:: ABOUT THIS EXERCISE ::
Reproduce every line of the listing as written, apart from the pictures.

─── RECORDS SUPPLIED ───

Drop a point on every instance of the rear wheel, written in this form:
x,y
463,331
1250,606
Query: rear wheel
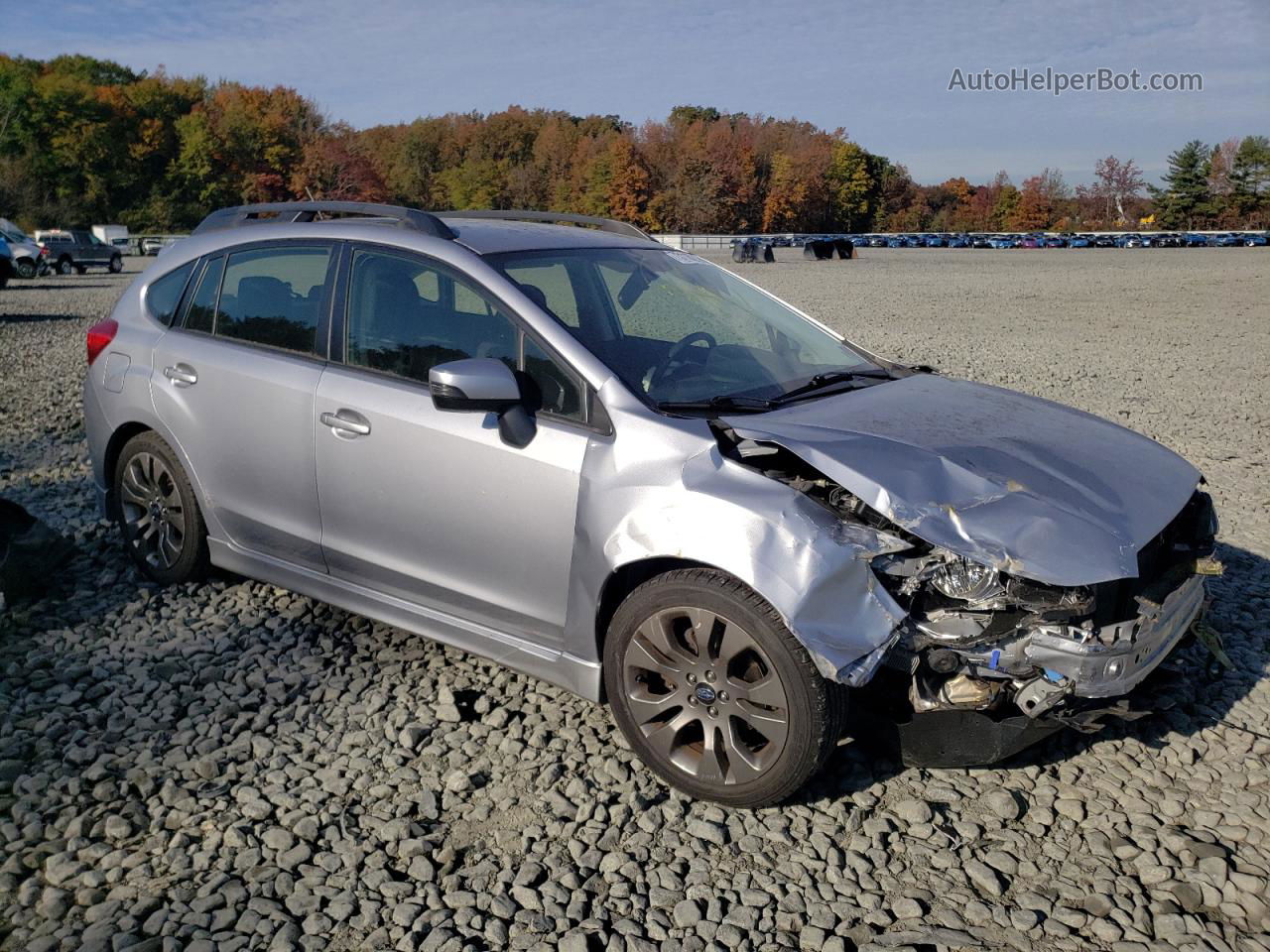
x,y
158,513
715,693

───

:: RESPONSE ::
Drop a point on every instance of the rear wheel, written in this form:
x,y
463,331
1250,606
Query: rear wheel
x,y
158,513
715,693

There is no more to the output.